──────── The records ────────
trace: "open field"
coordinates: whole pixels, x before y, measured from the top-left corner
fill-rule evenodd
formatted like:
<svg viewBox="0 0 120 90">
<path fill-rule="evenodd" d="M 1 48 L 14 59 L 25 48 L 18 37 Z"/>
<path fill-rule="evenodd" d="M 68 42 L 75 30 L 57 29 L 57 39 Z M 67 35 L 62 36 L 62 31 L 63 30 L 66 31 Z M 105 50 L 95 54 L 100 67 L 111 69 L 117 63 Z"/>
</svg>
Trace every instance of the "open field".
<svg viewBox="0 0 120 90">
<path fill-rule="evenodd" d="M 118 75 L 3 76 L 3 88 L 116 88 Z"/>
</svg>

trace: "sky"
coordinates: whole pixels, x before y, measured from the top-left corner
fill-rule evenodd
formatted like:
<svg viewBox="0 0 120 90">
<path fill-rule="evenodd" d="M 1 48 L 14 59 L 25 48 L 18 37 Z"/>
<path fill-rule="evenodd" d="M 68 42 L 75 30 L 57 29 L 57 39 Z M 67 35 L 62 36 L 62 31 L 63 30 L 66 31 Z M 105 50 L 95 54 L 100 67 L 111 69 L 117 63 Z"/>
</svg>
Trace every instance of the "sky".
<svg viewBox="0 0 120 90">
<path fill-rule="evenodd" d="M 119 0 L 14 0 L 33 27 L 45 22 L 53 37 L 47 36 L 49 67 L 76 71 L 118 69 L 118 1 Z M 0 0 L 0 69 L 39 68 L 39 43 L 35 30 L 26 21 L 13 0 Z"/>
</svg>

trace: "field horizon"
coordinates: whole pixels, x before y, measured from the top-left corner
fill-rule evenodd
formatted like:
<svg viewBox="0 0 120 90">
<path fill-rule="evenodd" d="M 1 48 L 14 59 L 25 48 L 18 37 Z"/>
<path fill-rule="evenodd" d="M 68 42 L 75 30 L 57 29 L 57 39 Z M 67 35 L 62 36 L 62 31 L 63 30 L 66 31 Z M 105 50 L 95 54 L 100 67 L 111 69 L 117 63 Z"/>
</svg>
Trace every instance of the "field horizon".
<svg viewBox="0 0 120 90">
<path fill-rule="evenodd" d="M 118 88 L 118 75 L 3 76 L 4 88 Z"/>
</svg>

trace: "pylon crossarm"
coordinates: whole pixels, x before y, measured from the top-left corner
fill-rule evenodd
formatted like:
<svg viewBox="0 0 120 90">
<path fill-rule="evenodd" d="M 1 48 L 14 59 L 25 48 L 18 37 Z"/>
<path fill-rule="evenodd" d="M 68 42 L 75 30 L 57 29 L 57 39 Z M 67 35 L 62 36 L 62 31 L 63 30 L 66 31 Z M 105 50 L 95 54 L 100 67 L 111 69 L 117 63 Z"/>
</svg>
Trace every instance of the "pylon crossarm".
────────
Exercise instructions: Which lines in the data above contain the string "field"? Pull out each of them in full.

Correct output:
trace: "open field"
Trace every instance of the "open field".
trace: "field horizon"
Trace every instance of the "field horizon".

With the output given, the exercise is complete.